## GIVEN PASSAGE
╭──

The judge sentenced defendant as follows: after merging count two into count one, fifty-five years imprisonment with an eighty-five percent parole disqualifier pursuant to the No Early Release Act (NERA), N.J.S.A. 2C:43-7.2; a concurrent five-year term on count three; a consecutive ten-year term on count four, with an eighty-five percent parole disqualifier; eight-year terms on counts five and seven, concurrent to count one and to each other; a concurrent four-year term on count six; and a concurrent nine-year term, with a five-year parole disqualifier, on count eight.
Defendant raises the following points on appeal:
POINT I: THE TRIAL COURT ERRED IN DENYING DEFENSE COUNSEL'S MOTION FOR A MISTRIAL ARISING OUT OF INFORMATION WHICH CAME TO THE ATTENTION OF THE JURY DURING DELIBERATIONS, AND WHICH THE PARTIES HAD AGREED WOULD NOT BE ELICTIED DURING THE COURSE OF THE TRIAL BECAUSE OF ITS PREJUDICIAL AND INFLAMMATORY NATURE
POINT II: THE DEFENDANT WAS DENIED HIS RIGHT TO A FAIR TRIAL AS A RESULT OF TESTIMONY GRATUITOUSLY VOLUNTEERED BY A STATE'S WITNESS INFORMING THE JURY THE DEFENDANT HAD BEEN INCARCERATED FOR A SIGNIFICANT PERIOD OF TIME (NOT RAISED BELOW)

╰──

## TASKS TO CARRY OUT
1 > According to the given passage, what sentence did the judge impose on count six?
2 > Decide whether each statement agrees with the given passage, answering yes or no and quoting the words that settle it: (a) Count two was merged into count one. (b) The ten-year term on count four runs concurrently. (c) Point II was raised in the trial court.

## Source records

╭──

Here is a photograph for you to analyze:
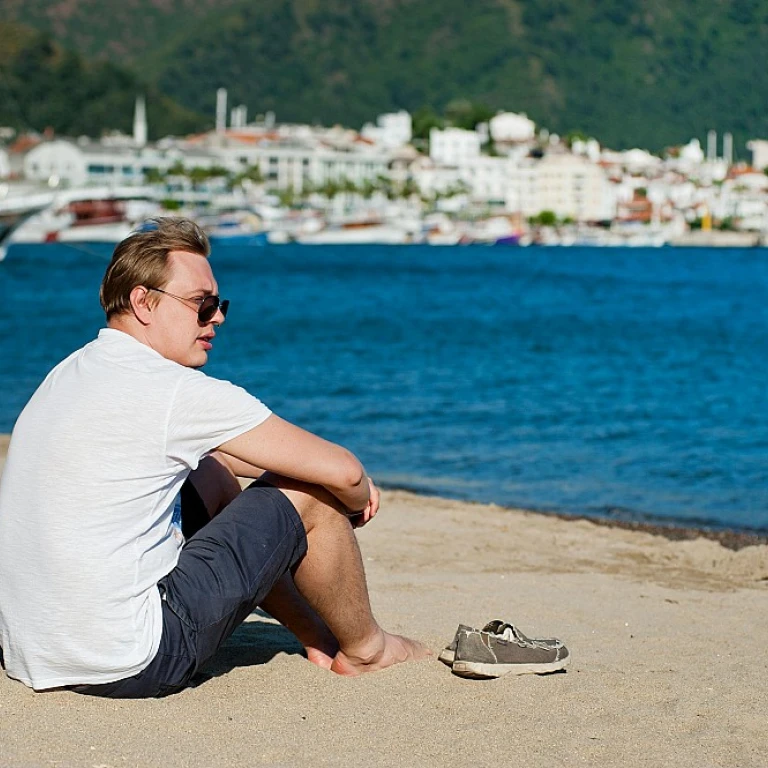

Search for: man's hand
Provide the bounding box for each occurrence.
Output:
[347,477,381,528]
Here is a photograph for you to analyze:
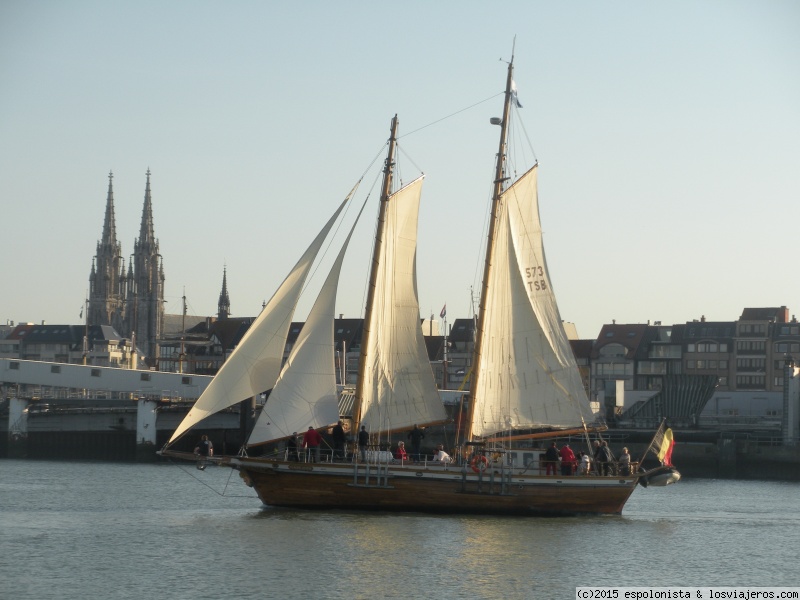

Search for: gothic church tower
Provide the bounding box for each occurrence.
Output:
[125,169,164,366]
[217,266,231,321]
[86,172,127,335]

╰──

## SOLUTIONS FOR EACH TASK
1 > A concurrent four-year term.

2 >
(a) Yes: "after merging count two into count one"
(b) No: "a consecutive ten-year term on count four"
(c) No: "(NOT RAISED BELOW)"